(Point annotation dataset records)

=======

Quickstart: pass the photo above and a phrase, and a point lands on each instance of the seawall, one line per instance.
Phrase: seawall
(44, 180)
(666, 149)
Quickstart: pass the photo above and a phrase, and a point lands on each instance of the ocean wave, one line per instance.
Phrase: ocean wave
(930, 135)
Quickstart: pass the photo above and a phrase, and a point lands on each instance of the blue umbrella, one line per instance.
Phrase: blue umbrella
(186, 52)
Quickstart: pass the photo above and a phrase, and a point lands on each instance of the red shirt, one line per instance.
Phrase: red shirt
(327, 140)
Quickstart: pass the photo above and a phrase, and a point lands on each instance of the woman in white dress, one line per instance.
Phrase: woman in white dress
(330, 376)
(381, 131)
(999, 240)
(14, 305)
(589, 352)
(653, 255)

=======

**Your task:** Can you repeat the records word for word, starting at the line that contains "umbrella, one line per instance." and ending with the last line of the records?

**Solution to the exercise:**
Quickstart: pass the photo above and a phrase, and a point lands on each instance of the blue umbrella, one line per instance.
Phrase: blue umbrella
(186, 52)
Quickstart: pass the photo above and a phrase, and a point lands on each instance of the red shirt, one line per instance.
Phrase: red shirt
(327, 140)
Quickstart: pass the photo above and a phrase, and a point lands on each instance of the woman in white dress, one line per instance.
Phrase: woman in white dress
(330, 376)
(381, 131)
(999, 240)
(14, 305)
(589, 352)
(653, 255)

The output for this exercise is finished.